===== Source =====

Corn on the nearby weekly futures contract has lost 50 per cent of its value since rallying to a record high of $8.43 3/4 in August 2012. Cash prices are closer to $3.50 per bushel — a price not seen since July 2010.
Pressuring the market is the U.S. Department of Agriculture’s estimate of a record 13.84 billion-bushel U.S. corn crop and a 1.86 billion-bushel carryout for the 2013-14 crop year. This certainly alleviates the tight ending stocks situation experienced during the 2012-13 crop year when supplies were drawn down to 661 million bushels.
The last time the U.S. had a corn carryout similar to this year’s forecast was in 2009-10, when the ending stocks were 1.7 billion bushels. During that period, the nearby futures contract traded between $4.20 and $3.20 per bushel (all figures US$).
Some are surprised prices have declined to current levels, especially farmers who may be growing corn for the first time. Last year’s record-high prices resulted in corn being one of the crops having the highest return. This inspired first-time growers to try their hand at producing a crop of corn this year.
Others may not have been surprised by the downturn given the reversal pattern that materialized on the monthly nearby futures candlestick chart, at the market’s high, 15 months ago.
Introduction to candlestick charting
Candlestick charting provides an insight into market activity that is not readily apparent with the conventional bar type charts. When you see a black candle you know the sentiment is bearish. When the candle is white, it is bullish.
The Japanese are regarded as the true pioneers of market technical analysis. They began trading forward rice contracts (futures) in 1654 and by the year 1750 had developed quite a refined system for analyzing the markets.
These same techniques have evolved over two and a half centuries into an amazingly powerful modern-day charting method called candlestick. The Japanese method of charting is called candlestick because the individual lines resemble candles.

===== Information shown =====

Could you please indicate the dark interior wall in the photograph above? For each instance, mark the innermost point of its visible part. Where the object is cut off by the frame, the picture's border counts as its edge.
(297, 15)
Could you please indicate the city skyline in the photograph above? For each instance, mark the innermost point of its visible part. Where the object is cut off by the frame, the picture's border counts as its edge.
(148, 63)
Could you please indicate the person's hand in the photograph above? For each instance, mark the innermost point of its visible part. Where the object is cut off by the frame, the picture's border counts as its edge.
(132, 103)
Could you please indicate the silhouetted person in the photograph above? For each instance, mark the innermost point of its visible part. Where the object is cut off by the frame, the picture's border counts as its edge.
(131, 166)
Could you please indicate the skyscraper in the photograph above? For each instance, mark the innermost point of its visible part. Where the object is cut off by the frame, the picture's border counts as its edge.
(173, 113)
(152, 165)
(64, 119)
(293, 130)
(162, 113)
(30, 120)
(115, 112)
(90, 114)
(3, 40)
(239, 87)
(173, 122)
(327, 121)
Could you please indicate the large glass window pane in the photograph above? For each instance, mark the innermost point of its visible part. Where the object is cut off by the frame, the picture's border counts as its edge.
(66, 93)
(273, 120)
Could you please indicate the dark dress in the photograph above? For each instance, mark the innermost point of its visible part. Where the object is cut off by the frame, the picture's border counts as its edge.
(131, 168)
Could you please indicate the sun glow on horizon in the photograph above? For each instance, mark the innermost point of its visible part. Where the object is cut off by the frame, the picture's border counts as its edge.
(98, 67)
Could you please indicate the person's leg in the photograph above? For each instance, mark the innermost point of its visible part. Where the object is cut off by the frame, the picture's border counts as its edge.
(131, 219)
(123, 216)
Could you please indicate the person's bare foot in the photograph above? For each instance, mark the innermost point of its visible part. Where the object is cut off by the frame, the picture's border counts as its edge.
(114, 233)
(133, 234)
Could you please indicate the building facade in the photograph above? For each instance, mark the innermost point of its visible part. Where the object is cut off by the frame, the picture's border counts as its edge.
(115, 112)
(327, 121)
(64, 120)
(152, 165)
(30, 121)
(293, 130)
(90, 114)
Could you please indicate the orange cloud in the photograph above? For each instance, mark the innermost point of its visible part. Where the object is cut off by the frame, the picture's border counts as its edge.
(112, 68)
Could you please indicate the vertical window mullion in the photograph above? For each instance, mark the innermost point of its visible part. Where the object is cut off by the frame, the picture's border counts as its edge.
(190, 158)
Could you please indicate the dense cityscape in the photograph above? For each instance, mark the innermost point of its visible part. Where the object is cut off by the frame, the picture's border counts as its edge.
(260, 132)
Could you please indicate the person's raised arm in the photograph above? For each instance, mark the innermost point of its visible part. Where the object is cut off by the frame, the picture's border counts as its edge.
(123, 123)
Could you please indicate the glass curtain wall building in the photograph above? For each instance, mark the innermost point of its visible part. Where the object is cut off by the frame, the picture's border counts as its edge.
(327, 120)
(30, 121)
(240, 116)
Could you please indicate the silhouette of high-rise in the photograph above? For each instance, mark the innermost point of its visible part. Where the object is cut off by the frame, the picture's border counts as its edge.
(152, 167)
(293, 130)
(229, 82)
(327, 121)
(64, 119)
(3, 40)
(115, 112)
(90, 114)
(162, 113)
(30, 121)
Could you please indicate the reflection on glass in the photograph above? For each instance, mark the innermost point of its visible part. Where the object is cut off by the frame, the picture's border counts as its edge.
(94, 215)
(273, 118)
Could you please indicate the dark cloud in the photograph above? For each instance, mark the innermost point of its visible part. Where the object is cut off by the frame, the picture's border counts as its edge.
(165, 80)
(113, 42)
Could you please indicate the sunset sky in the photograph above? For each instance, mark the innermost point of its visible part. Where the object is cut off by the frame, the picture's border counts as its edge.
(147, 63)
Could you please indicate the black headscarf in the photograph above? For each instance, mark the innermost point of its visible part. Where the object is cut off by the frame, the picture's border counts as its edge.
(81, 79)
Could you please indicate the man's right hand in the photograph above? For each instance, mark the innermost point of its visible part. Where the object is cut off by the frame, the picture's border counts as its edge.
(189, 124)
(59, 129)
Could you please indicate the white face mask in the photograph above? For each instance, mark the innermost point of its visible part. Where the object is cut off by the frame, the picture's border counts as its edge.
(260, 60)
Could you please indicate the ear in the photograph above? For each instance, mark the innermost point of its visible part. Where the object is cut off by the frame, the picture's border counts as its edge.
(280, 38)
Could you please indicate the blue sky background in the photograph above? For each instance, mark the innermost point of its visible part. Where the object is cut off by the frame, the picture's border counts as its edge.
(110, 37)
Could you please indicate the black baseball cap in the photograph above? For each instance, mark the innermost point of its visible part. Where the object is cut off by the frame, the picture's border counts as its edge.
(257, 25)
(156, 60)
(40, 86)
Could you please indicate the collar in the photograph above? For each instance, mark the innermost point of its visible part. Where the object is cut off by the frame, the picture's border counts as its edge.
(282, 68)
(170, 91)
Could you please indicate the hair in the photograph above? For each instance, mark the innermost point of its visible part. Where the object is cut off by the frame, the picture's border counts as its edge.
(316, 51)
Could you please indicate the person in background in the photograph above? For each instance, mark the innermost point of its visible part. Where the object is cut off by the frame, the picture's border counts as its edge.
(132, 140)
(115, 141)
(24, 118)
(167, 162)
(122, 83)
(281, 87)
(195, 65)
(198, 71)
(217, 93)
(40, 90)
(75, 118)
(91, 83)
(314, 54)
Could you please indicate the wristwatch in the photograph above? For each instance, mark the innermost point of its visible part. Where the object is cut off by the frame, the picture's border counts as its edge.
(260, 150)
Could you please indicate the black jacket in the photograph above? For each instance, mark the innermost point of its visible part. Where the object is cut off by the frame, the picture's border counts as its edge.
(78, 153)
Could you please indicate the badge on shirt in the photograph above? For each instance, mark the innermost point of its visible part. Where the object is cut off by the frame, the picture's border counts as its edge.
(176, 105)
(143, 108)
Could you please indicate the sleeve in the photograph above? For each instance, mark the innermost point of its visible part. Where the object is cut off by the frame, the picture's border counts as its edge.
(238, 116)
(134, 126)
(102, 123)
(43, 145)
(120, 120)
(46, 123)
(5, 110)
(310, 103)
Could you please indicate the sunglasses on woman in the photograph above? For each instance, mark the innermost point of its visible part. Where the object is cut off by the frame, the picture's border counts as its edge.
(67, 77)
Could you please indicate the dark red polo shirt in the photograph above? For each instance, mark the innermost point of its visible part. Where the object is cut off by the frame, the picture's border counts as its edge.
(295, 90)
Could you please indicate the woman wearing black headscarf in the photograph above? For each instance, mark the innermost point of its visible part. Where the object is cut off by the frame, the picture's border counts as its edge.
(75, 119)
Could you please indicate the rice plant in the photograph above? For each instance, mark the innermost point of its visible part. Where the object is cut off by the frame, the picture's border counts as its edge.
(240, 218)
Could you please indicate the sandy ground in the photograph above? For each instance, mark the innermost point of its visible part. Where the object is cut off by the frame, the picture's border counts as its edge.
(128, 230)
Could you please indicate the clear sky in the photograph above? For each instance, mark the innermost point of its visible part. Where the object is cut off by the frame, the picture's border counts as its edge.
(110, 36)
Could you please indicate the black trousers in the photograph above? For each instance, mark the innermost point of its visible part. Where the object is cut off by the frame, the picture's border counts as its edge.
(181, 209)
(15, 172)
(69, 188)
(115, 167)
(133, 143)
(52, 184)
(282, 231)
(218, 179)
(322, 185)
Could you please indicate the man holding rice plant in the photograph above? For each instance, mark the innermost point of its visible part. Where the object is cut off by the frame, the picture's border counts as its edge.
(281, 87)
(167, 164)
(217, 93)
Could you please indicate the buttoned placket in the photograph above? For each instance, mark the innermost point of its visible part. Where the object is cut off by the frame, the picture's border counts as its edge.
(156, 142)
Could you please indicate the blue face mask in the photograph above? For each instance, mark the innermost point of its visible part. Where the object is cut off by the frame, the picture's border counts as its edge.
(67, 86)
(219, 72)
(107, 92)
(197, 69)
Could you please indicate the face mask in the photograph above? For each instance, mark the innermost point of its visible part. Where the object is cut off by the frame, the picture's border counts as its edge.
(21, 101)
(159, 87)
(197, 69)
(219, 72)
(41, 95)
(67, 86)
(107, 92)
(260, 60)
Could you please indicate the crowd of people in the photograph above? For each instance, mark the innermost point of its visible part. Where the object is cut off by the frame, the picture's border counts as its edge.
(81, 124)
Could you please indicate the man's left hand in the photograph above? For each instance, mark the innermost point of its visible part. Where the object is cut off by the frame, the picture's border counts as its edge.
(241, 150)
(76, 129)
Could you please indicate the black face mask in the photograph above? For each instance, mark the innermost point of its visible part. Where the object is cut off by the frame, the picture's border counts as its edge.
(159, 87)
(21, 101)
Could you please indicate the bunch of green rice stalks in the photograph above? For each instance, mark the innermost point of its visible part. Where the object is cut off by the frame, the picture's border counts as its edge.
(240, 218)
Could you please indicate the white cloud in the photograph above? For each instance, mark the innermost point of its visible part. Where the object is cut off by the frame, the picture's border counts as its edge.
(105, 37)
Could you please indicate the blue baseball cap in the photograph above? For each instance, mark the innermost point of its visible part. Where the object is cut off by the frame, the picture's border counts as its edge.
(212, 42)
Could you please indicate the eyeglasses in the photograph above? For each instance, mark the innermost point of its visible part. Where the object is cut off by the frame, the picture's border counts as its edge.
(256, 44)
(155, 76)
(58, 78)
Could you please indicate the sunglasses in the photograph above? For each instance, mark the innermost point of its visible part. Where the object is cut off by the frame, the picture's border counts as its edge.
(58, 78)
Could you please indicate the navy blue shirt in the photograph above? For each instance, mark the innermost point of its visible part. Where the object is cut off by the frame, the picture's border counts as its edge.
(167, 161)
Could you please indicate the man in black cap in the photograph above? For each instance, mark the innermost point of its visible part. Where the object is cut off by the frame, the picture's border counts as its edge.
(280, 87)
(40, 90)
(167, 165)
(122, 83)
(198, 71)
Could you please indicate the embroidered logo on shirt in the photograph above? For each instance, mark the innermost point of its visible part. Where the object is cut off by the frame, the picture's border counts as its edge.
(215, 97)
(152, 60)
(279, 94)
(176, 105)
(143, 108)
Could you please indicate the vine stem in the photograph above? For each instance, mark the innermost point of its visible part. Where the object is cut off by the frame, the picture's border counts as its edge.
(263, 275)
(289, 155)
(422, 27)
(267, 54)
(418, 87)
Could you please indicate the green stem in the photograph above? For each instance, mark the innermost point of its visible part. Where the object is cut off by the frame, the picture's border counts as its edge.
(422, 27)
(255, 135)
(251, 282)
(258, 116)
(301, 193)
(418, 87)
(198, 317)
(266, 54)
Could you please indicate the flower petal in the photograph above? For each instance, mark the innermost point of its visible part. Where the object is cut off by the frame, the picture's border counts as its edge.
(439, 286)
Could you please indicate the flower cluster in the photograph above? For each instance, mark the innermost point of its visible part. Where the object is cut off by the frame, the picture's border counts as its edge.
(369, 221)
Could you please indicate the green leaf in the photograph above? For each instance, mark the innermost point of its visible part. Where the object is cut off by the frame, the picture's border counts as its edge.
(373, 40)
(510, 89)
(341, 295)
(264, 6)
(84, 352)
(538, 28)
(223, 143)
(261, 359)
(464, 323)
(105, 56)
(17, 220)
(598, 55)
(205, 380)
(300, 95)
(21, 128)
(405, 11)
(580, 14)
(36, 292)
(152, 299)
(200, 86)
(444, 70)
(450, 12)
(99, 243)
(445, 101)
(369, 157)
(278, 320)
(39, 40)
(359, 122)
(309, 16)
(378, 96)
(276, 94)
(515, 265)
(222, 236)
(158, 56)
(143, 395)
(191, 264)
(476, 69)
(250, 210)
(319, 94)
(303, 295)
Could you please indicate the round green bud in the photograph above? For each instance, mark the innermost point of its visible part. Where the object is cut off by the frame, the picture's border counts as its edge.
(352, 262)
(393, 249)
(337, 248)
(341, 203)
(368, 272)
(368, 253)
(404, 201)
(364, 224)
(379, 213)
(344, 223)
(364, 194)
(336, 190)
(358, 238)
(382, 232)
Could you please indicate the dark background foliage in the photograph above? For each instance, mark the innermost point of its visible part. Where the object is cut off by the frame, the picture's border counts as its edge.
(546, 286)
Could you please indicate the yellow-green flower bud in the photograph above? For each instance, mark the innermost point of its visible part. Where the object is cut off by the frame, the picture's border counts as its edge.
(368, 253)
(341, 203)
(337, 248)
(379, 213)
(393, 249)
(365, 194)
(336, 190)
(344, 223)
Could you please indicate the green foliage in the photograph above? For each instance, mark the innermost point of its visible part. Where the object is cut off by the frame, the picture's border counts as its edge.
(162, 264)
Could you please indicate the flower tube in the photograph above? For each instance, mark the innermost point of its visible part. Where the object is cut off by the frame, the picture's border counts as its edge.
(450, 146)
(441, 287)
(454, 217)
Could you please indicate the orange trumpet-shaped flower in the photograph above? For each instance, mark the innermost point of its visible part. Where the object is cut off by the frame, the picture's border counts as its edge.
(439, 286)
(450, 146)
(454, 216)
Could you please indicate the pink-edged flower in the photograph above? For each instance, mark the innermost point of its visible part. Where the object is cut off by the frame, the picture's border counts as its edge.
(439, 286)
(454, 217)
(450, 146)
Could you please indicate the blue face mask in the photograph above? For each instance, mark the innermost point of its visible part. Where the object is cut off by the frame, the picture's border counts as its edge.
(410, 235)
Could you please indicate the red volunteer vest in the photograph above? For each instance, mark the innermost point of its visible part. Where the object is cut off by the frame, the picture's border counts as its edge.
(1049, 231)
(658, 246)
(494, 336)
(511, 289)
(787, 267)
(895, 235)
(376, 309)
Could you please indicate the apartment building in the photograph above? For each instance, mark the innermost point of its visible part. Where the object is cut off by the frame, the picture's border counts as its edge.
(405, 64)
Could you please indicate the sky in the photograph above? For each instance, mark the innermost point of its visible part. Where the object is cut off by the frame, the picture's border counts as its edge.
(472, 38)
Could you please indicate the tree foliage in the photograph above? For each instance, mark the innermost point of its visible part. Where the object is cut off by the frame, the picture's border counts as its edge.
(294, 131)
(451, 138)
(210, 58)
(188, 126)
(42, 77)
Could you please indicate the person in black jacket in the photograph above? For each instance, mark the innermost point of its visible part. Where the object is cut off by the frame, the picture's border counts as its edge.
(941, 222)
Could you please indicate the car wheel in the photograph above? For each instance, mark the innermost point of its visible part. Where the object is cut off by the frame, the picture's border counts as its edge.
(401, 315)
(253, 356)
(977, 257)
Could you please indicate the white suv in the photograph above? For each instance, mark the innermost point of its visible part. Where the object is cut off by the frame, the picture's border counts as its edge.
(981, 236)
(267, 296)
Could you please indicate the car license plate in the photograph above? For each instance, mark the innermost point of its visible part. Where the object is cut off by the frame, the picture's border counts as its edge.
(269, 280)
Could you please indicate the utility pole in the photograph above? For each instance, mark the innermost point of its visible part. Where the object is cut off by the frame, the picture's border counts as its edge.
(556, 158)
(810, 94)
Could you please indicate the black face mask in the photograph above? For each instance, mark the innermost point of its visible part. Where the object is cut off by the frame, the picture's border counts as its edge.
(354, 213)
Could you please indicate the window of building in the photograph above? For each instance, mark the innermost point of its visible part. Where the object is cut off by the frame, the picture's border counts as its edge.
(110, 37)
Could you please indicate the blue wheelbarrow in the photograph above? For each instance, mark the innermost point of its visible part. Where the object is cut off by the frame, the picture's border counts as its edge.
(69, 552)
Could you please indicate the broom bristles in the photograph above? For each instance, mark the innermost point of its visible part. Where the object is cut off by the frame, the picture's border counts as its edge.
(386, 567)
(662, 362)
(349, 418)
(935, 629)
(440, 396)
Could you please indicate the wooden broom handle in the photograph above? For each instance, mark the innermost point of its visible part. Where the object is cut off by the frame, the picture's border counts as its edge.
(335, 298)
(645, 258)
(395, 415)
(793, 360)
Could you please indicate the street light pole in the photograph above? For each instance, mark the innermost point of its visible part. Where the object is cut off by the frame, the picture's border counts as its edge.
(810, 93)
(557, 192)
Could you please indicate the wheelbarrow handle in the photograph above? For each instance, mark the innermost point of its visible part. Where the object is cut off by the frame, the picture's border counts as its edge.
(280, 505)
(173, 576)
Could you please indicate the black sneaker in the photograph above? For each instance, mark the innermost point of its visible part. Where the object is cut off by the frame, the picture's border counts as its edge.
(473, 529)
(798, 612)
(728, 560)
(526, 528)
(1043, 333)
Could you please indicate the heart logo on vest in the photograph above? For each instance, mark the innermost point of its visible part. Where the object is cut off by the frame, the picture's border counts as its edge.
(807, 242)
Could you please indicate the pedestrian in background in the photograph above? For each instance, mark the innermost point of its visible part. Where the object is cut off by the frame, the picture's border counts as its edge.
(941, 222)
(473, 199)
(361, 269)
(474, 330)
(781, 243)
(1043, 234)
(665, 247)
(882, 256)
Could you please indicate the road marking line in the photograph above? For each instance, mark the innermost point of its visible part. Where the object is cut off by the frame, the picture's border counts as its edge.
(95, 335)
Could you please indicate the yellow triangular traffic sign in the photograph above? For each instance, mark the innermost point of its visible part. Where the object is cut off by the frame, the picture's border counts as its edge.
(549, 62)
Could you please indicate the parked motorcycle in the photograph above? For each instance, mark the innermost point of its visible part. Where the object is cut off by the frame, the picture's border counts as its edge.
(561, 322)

=====

■ What is expected
Answer these from the article on corn prices and candlestick charting:
(a) What record high did the nearby weekly corn futures contract reach in August 2012?
(b) To how many bushels were corn supplies drawn down in the 2012-13 crop year?
(c) In what year did the Japanese begin trading forward rice contracts?
The rows stand on their own and have no tie to the article above.

■ Exercise answer
(a) $8.43 3/4
(b) 661 million bushels
(c) 1654